++++ SELECTED EXCERPT ++++

Cryptozoologie conference 2023 – report in Fortean Times

My report for Fortean Times on the Cryptozoologie conference in Dinant, Belgium in November 2023, which included my talk on “Reportages en observations des felins dans la compe de Suffolk 1974-2022” (that’s “Reports and sightings of big cats in the county of Suffolk, 1974-2022”) is now online here.

 

 

Update – reports of big cat sightings, October 2022-June 2024

Above is my map of the most recent big cat sightings I have received – mostly via the reporting form of this website since it went live in August 2023. Additionally, there was one report in the East Anglian Daily Times, one via Twitter and a couple to my personal email.

This is basically all the sightings in Suffolk (and one just outside Suffolk, just over the Norfolk border) that I’ve heard since Mystery Animals of Suffolk was published in mid-August 2023.

Are there any identifiable trends in the period of almost a year since Mystery Animals of Suffolk appeared?

Pumas are back, after an almost total absence since they dropped off the Suffolk radar in 2018.

++++

TASK REQUIREMENTS →
A. Answer these questions about the Suffolk big cats post:
(i) In which town and country was the Cryptozoologie conference held?
(ii) When did the website's reporting form go live?
(iii) In what year did pumas drop off the Suffolk radar?
B. Duplicate the part of the rows that opens with the line containing "Spot every instance of the blonde" and closes with the line containing "x=386 y=286", including both of those lines.

++++ MATERIAL SHOWN ++++

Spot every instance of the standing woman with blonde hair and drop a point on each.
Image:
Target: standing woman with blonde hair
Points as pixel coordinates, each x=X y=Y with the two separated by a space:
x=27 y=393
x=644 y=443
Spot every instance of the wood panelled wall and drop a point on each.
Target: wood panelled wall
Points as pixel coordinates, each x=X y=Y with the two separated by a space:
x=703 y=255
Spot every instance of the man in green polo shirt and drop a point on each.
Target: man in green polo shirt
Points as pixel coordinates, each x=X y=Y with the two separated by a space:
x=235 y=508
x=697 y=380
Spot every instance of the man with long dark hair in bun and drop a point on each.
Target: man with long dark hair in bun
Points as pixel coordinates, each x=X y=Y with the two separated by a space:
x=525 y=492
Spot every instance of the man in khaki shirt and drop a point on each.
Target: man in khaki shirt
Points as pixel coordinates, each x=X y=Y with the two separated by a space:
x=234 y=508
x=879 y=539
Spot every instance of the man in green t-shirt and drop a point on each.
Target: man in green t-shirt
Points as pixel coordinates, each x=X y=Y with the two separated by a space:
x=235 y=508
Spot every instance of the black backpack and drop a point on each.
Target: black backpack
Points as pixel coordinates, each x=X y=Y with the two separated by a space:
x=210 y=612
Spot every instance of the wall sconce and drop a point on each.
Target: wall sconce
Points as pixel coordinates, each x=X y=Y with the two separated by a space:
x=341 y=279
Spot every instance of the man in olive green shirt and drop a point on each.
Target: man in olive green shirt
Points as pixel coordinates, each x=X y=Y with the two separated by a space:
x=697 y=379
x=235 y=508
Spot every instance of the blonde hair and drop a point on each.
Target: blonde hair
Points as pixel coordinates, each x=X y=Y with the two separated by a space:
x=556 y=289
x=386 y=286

++++
++++ MATERIAL SHOWN ++++

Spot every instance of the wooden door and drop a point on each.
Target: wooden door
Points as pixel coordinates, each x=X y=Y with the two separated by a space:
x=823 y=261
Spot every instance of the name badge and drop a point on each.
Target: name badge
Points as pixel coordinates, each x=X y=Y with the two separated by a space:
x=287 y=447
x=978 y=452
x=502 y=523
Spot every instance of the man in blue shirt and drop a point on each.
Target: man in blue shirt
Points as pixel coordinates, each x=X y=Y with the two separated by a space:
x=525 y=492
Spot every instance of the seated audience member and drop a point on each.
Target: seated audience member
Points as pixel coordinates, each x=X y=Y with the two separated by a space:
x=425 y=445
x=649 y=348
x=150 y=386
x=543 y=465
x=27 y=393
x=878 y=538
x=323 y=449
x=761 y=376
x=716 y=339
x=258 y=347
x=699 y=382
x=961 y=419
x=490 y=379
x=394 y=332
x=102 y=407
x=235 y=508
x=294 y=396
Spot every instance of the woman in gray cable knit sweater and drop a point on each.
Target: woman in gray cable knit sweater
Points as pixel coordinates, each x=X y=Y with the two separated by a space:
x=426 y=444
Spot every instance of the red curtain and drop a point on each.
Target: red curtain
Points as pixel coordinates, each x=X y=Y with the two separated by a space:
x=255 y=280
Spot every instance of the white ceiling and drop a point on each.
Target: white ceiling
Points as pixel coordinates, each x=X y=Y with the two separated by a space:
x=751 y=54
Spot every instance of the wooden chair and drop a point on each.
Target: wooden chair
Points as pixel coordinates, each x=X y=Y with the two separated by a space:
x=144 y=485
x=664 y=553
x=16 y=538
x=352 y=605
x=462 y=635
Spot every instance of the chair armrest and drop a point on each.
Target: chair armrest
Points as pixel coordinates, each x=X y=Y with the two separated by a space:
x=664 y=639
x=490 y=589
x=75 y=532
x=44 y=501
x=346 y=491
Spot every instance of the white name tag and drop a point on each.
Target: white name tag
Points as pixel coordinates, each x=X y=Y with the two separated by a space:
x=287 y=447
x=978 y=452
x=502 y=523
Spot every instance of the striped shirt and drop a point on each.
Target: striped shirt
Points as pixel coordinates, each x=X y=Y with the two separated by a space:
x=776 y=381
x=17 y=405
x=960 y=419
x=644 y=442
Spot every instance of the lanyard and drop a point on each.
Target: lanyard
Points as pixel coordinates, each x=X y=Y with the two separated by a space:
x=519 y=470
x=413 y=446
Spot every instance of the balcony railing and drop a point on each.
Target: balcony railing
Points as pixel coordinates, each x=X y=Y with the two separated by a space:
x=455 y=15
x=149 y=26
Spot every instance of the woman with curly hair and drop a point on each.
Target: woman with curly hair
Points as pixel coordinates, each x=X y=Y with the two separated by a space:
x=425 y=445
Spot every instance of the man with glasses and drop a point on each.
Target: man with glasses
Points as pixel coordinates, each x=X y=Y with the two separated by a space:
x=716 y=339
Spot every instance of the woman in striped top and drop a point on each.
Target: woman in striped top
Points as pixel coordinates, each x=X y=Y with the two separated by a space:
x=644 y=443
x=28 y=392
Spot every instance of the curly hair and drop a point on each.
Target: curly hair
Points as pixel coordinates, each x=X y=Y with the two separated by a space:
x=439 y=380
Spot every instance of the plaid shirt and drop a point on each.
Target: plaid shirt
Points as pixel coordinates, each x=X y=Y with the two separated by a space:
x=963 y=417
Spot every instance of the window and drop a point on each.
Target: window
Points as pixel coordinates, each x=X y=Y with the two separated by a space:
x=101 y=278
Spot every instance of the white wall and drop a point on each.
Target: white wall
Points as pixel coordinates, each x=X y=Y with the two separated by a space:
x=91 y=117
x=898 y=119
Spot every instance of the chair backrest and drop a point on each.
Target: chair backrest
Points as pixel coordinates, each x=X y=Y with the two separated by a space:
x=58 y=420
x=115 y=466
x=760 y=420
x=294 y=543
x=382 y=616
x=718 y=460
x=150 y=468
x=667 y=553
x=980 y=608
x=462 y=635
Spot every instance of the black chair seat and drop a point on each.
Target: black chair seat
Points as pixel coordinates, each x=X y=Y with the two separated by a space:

++++

PER-TASK OUTPUTS →
A.
(i) Dinant, Belgium
(ii) August 2023
(iii) 2018

B.
Spot every instance of the blonde hair and drop a point on each.
Target: blonde hair
Points as pixel coordinates, each x=X y=Y with the two separated by a space:
x=556 y=289
x=386 y=286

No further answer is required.